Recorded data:

========

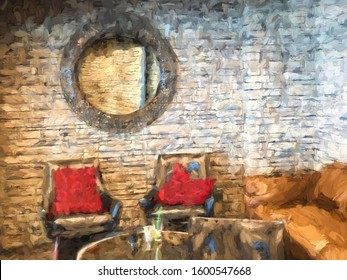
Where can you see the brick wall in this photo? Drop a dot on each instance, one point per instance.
(251, 92)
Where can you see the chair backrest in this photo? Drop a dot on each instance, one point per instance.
(166, 162)
(50, 169)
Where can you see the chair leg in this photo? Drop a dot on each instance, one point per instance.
(56, 248)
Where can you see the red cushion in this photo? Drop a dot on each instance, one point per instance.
(183, 190)
(76, 191)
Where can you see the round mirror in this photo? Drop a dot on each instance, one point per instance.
(119, 74)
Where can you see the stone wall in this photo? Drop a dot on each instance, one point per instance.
(253, 92)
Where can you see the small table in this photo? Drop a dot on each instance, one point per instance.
(207, 239)
(121, 246)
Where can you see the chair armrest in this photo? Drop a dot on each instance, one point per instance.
(147, 202)
(208, 206)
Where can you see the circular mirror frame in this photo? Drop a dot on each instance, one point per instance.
(105, 27)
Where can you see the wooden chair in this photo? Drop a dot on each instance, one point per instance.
(76, 225)
(176, 216)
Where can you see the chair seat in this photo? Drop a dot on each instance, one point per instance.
(82, 224)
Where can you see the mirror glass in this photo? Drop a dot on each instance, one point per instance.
(118, 76)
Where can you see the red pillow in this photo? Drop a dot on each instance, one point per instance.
(183, 190)
(76, 191)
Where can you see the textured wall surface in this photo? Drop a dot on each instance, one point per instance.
(261, 88)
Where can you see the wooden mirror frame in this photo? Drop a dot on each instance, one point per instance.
(121, 25)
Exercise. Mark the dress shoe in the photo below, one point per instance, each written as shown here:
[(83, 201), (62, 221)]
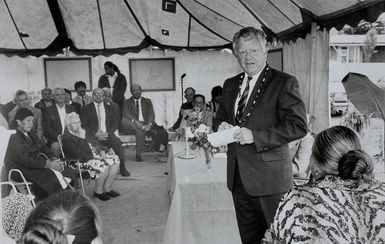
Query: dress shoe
[(103, 196), (113, 193), (123, 171)]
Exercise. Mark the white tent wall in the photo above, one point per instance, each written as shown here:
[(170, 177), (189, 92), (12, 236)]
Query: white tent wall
[(308, 60), (204, 69)]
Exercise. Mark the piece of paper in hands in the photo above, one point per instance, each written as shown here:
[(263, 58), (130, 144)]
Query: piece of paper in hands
[(222, 137), (60, 177)]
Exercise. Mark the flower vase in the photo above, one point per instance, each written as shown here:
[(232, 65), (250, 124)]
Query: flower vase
[(209, 158)]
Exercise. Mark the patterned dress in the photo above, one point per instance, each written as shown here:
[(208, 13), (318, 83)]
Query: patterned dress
[(331, 211), (97, 165)]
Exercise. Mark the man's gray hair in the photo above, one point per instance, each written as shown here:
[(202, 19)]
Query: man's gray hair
[(249, 33), (69, 118), (57, 90), (46, 89)]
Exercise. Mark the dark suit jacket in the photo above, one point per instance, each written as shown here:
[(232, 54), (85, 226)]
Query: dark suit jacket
[(119, 88), (52, 125), (22, 153), (129, 109), (89, 119), (76, 147), (277, 118)]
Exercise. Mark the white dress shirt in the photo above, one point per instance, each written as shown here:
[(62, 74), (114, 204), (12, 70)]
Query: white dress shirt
[(101, 117), (252, 83), (62, 114), (111, 80), (140, 108)]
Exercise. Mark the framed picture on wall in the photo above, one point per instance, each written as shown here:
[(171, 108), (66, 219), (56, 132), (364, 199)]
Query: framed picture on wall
[(275, 58), (155, 74), (64, 72)]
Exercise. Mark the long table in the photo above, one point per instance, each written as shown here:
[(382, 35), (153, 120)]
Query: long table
[(202, 209)]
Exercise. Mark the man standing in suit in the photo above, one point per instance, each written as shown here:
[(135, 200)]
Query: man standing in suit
[(116, 81), (54, 117), (266, 104), (100, 124), (82, 98), (189, 94), (138, 116), (46, 99)]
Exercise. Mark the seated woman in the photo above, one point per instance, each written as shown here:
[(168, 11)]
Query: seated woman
[(343, 204), (66, 217), (102, 163), (25, 152)]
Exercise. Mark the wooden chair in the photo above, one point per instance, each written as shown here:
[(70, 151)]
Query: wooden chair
[(69, 162)]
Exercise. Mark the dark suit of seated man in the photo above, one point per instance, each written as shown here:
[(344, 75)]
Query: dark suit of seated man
[(99, 122), (138, 116), (53, 118), (23, 153)]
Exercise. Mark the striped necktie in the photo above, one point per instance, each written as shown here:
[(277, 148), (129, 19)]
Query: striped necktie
[(242, 101)]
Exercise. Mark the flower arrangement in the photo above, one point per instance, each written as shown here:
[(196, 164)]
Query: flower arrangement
[(199, 137)]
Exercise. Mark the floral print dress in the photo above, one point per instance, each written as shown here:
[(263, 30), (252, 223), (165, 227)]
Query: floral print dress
[(98, 165)]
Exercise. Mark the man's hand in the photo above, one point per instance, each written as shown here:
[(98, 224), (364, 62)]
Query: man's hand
[(147, 127), (224, 126), (111, 152), (138, 124), (243, 136), (57, 165)]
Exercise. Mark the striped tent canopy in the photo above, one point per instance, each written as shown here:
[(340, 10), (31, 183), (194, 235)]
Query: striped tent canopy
[(94, 27)]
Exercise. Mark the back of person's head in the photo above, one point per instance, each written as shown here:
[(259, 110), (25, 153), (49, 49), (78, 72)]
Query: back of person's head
[(338, 147), (216, 91), (199, 95), (355, 165), (61, 216), (80, 84), (112, 65)]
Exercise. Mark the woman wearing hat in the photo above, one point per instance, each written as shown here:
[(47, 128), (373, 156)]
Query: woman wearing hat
[(25, 151)]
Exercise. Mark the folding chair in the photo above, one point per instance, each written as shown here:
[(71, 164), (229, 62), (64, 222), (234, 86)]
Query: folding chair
[(19, 186), (71, 161)]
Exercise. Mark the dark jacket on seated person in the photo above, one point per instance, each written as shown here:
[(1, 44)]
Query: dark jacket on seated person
[(75, 147), (23, 154)]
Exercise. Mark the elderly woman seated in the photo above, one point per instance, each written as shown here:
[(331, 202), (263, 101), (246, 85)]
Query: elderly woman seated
[(198, 115), (102, 163), (343, 204), (33, 158)]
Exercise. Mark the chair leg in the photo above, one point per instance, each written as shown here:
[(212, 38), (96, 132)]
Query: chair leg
[(81, 179)]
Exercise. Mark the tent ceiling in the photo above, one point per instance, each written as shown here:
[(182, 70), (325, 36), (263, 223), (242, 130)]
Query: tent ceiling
[(94, 27)]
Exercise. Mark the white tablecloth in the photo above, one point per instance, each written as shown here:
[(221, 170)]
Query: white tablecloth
[(202, 209)]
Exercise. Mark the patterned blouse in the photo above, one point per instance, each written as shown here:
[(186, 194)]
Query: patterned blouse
[(331, 210)]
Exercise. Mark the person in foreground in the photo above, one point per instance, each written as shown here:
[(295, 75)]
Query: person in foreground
[(64, 218), (100, 161), (343, 203), (25, 151), (266, 104)]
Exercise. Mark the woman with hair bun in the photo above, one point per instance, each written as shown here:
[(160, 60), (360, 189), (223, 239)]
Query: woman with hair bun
[(342, 204), (64, 218)]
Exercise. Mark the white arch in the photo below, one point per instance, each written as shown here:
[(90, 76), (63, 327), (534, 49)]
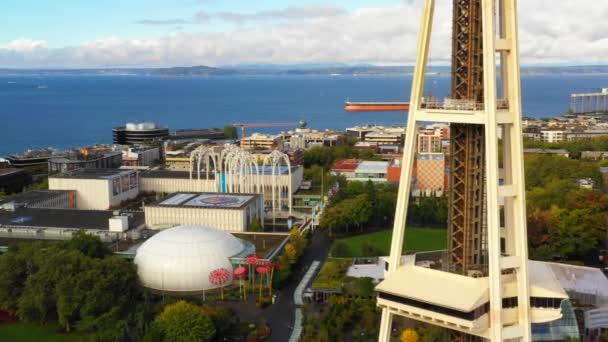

========

→ **WHAT TO DO**: Please extract every line of the rows above and copy it word for word, leaving out the pictures.

→ **EXERCISE ANSWER**:
Where can you see the brick wall in this photo? Drop a dot on each instance, one point per instance.
(251, 92)
Where can you see the chair backrest in this photo? Drop a dot on each instance, one point per instance.
(166, 162)
(50, 169)
Where can you see the chair leg in this photo? Drop a dot on each instance, one point per instance.
(56, 248)
Where can you see the red cushion in this photo? Drop a dot on each instance, one point per instance.
(183, 190)
(76, 191)
Where can you see the round mirror in this photo? Drop a dot on each instance, one point per instance.
(119, 74)
Where can you see the stone wall in this photo? Drop a dot on each instance, one point per instance.
(253, 92)
Where can you see the small table in this photo? Drop a dot on each instance, one point per instance.
(207, 239)
(121, 246)
Where can you see the chair armrest in this photo? Drop a dot on each instance, one point per instance.
(147, 202)
(208, 206)
Where can you see the circular mirror frame in this photo? Drop a dot on each instance, one point per instance.
(105, 27)
Where can you see the wooden chair in this photo? Drop a dot on each instance, one point per instance.
(76, 225)
(176, 216)
Where can you see the chair seat in this photo? Drop a dot on each instance, one point per instance.
(82, 224)
Where can you see the mirror glass in this photo? Drop a dot on each instance, one point per instance.
(118, 76)
Where can you see the red pillow in this photo? Drop a dot on each instance, one point per instance.
(183, 190)
(76, 191)
Where can you see the textured wall surface in this photo? Drop a dot on each instance, one point per instance.
(261, 88)
Where can you see the wooden mirror frame in this photo? Drop a dot on each instance, one point per instance.
(121, 25)
Exercise. Mark the dress shoe in the photo below, one point per instance, each written as shown here:
[(83, 201), (62, 221)]
Query: dress shoe
[(103, 196), (113, 193), (123, 171)]
Exercise. Mark the white tent wall in the photo above, one point per instance, each written as shown here:
[(170, 177), (189, 92), (12, 236)]
Query: white tent wall
[(308, 60), (204, 69)]
Exercise. Mark the piece of paper in hands in the photo above, one point per instance, each written as shown here:
[(263, 58), (130, 144)]
Query: piece of paper in hands
[(222, 137), (60, 177)]
Exercise. Mark the flower vase in the photo above, one point per instance, each written as shown here:
[(232, 65), (250, 124)]
Query: flower vase
[(209, 158)]
Exercise. Mark the patterned dress in the photo above, one point per instance, each written as shown here:
[(208, 13), (318, 83)]
Query: patterned dress
[(331, 211), (97, 165)]
Exercise. Mark the man's gray hair in the photo above, one point per instance, each written as shown here:
[(202, 19)]
Query: man's gray hair
[(249, 33), (69, 118), (57, 90), (46, 89)]
Exercise. Mark the dark suit jacket in the photo above, one point per instance, each written as shown here:
[(232, 54), (85, 226)]
Query: dark suit jacket
[(119, 88), (52, 125), (22, 153), (129, 109), (89, 119), (76, 147), (277, 118)]
Exercise. Mark the white dress shirt in the photo above, one point per instance, each written as shown here:
[(62, 74), (114, 204), (12, 70)]
Query: white dress shirt
[(101, 117), (252, 83), (62, 114), (111, 80), (140, 108)]
Exercise. Mark the framed picture on wall in the photo above, one point per instance, each written as shown here:
[(171, 108), (66, 219), (56, 132), (364, 199)]
Query: framed picture on wall
[(275, 58), (155, 74), (64, 72)]
Exercise. Mark the long table in the photo above, one point per instance, each written as shown here:
[(382, 35), (153, 120)]
Query: long table
[(202, 209)]
Exercise. Mark the man standing in suit in the photo above, one point per instance, each written as shown here:
[(135, 200)]
Query: man standing in suit
[(116, 81), (54, 117), (266, 104), (100, 124), (82, 98), (189, 94), (138, 116), (46, 99)]
Exercise. Mark the seated woman in the photo above, one point per instance, each written as shown here:
[(168, 11)]
Query: seated woman
[(343, 204), (66, 217), (102, 163), (25, 152)]
Exercise. Mark the wooden chair in the photo above, one point per instance, each written as shown here:
[(70, 151)]
Query: wooden chair
[(69, 162)]
Exercise. Mark the dark suit of seated man in the photo above, one point per instance, each written as shown here:
[(344, 75)]
Query: dark suit of seated man
[(99, 122), (138, 116), (53, 118), (23, 153)]
Exercise. Mark the striped necktie in the photo above, one point per instance, each written as shown here:
[(277, 148), (129, 19)]
Query: striped necktie
[(242, 101)]
Exercise. Mark the flower arrangement in the photo above, one point per instance, each written as shown here:
[(196, 164)]
Query: flower arrangement
[(199, 137)]
Exercise. Mark the floral print dress in the photo above, one point per instance, each written as shown here:
[(263, 30), (252, 223), (165, 227)]
Query: floral print dress
[(98, 165)]
Exercise. Mark the man's hand in the photo above, one point per instance, each written as shown here:
[(98, 224), (364, 62)]
Query: man's hand
[(147, 127), (224, 126), (111, 152), (138, 124), (243, 136), (57, 165)]
Exercise. Mark the striped tent canopy in the photo above, one point per instance, each written as shown here:
[(340, 10), (31, 183), (194, 235)]
Query: striped tent canopy
[(94, 27)]
Exercise. Mark the back of person's head in the photo above, one point per instance, each written as shown here:
[(259, 110), (25, 153), (49, 49), (78, 72)]
Query: back of person's head
[(338, 147), (216, 91), (199, 95), (355, 165), (61, 216), (80, 84), (112, 65)]
Exercise. Mark the woman wearing hat in the photo above, one point per instance, each written as shown here:
[(47, 128), (373, 156)]
Query: woman wearing hat
[(25, 151)]
Exercise. Mark the folding chair in the photo above, one point per instance, each written as shown here:
[(71, 164), (229, 62), (64, 222), (234, 86)]
Query: folding chair
[(19, 186), (71, 161)]
Exercise. Mark the dark jacket on seated person in the photo above, one point per instance, each written as shown here:
[(1, 44)]
Query: dark jacket on seated person
[(75, 147), (23, 154)]
Exercise. Mark the elderly woman seated in the photo above, one point per instance, each written as shown here:
[(331, 202), (263, 101), (246, 85)]
Query: elderly woman seated
[(198, 115), (102, 163), (343, 204), (33, 158)]
Exercise. Mark the chair leg in the photo above, one point per instance, each written as shown here:
[(212, 38), (96, 132)]
Query: chair leg
[(81, 179)]
Exercise. Mark the tent ceiling in the photo above, one point per instance, each written as shown here:
[(182, 70), (325, 36), (263, 223), (242, 130)]
Query: tent ceiling
[(94, 27)]
Exercise. Mark the white tablecloth in the photo above, one point per instance, each written as shown here:
[(221, 170)]
Query: white tablecloth
[(202, 209)]
Exercise. Mark the patterned blouse in the photo above, one point per instance, each written as shown here:
[(186, 194)]
Query: patterned blouse
[(331, 210)]
Exercise. Mark the person in foreground in the photo above, one point per instance, each written as shown here:
[(295, 75)]
Query: person in foreground
[(64, 218), (100, 161), (343, 203), (25, 151), (266, 104)]
Exercise. Mark the woman with hair bun in the photo above, one point per instance, each written as shown here:
[(160, 60), (360, 189), (223, 239)]
Query: woman with hair bun
[(342, 204), (64, 218)]
Exercise. Mark the white arch in the photo below, one point per instance, each written as shown here:
[(90, 76), (63, 327), (534, 49)]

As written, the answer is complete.